Rewrite the rows from the line with "Report the position of each instance of the fallen" through the end of the rows, swapping "sedan" for "hatchback" and leaving everything else unchanged.

(A block of data)
┄┄┄┄┄┄
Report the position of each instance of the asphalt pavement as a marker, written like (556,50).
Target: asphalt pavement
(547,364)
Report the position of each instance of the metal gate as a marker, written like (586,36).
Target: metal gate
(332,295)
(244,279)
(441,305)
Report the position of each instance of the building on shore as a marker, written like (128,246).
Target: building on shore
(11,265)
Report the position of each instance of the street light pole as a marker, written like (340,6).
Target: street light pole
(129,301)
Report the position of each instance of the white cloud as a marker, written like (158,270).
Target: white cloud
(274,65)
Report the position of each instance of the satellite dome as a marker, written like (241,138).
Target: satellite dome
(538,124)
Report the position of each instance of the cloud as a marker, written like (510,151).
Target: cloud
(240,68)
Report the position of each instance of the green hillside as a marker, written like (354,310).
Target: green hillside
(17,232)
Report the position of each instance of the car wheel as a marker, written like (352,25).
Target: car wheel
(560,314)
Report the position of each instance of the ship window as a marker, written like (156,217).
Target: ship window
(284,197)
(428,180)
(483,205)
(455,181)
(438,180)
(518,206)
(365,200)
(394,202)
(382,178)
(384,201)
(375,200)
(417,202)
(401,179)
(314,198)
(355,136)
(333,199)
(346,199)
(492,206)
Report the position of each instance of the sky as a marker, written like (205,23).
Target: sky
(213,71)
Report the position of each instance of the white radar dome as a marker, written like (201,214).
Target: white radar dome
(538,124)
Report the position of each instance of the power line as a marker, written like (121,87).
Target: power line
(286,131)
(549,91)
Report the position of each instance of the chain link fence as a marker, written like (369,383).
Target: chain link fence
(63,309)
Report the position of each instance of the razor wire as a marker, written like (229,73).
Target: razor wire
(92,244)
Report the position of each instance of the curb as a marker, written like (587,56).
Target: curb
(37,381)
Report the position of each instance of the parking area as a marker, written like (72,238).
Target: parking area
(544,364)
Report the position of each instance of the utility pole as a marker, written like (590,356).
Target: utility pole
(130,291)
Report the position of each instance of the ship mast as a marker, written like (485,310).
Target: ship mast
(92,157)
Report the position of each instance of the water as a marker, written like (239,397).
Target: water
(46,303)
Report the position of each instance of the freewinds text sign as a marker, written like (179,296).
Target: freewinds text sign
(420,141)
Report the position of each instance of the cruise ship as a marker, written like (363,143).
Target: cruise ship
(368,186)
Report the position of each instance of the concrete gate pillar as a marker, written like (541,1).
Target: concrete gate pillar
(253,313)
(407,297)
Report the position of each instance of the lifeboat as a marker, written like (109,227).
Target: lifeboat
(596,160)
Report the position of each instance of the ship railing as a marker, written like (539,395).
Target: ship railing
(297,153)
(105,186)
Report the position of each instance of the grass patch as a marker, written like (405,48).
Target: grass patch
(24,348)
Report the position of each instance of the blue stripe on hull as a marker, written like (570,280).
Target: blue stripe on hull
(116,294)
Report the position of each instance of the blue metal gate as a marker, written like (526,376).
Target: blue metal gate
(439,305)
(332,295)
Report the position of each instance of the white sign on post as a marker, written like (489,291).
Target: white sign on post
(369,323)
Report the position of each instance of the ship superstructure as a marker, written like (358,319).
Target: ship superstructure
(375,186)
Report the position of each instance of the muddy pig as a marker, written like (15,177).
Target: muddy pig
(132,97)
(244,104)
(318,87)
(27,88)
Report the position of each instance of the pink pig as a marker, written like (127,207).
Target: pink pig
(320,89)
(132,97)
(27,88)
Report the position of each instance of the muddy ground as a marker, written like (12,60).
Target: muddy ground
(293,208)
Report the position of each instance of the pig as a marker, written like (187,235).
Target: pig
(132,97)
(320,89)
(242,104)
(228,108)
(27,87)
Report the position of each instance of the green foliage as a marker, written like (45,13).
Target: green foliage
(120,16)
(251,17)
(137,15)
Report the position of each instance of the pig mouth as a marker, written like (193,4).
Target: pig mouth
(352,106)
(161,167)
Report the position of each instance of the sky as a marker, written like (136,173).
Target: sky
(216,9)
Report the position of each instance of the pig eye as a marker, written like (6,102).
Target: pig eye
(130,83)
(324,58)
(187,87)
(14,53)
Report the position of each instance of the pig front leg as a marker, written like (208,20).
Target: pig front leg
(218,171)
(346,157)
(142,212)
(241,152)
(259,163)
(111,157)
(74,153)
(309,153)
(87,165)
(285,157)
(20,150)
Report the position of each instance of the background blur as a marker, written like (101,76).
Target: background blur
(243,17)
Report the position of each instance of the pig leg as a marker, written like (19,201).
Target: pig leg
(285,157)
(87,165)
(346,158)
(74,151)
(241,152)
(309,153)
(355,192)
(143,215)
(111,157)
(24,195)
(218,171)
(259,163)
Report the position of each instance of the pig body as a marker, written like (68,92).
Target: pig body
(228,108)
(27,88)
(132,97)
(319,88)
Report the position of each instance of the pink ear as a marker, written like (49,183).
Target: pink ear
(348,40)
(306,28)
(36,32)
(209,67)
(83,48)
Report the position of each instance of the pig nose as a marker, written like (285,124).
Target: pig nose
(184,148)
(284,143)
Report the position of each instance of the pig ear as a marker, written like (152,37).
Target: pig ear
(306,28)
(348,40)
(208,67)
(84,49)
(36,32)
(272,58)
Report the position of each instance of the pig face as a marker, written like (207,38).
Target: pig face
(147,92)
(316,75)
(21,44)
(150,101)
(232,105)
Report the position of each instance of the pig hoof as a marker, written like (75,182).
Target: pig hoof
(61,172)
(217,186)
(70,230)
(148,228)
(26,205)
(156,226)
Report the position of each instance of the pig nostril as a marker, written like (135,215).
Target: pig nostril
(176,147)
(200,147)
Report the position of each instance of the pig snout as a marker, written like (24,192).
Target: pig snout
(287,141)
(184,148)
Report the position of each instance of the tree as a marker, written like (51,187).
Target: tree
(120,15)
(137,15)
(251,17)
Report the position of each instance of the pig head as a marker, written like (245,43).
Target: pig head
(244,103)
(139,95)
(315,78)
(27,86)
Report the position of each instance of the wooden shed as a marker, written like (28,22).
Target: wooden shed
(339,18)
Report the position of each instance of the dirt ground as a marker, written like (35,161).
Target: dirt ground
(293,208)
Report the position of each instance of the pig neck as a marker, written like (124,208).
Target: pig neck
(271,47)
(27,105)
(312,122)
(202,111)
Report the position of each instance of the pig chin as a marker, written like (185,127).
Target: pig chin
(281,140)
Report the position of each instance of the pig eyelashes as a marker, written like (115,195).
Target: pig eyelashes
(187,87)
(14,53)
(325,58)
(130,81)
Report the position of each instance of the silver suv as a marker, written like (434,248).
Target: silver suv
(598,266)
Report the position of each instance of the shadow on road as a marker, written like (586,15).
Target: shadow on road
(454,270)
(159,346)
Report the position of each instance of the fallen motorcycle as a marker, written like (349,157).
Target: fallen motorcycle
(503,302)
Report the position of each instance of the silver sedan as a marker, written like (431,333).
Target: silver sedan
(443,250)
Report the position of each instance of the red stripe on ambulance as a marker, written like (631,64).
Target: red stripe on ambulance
┄┄┄┄┄┄
== RESPONSE TO THIS EXERCISE ==
Report the position of each instance of the fallen motorcycle as a marker, written like (349,157).
Target: fallen motorcycle
(503,302)
Report the position of each instance of the silver hatchback as a marker, written like (431,333).
Target: silver hatchback
(443,250)
Report the position of each instance of the red stripe on ambulance as a marker, written like (631,64).
Target: red stripe on ambulance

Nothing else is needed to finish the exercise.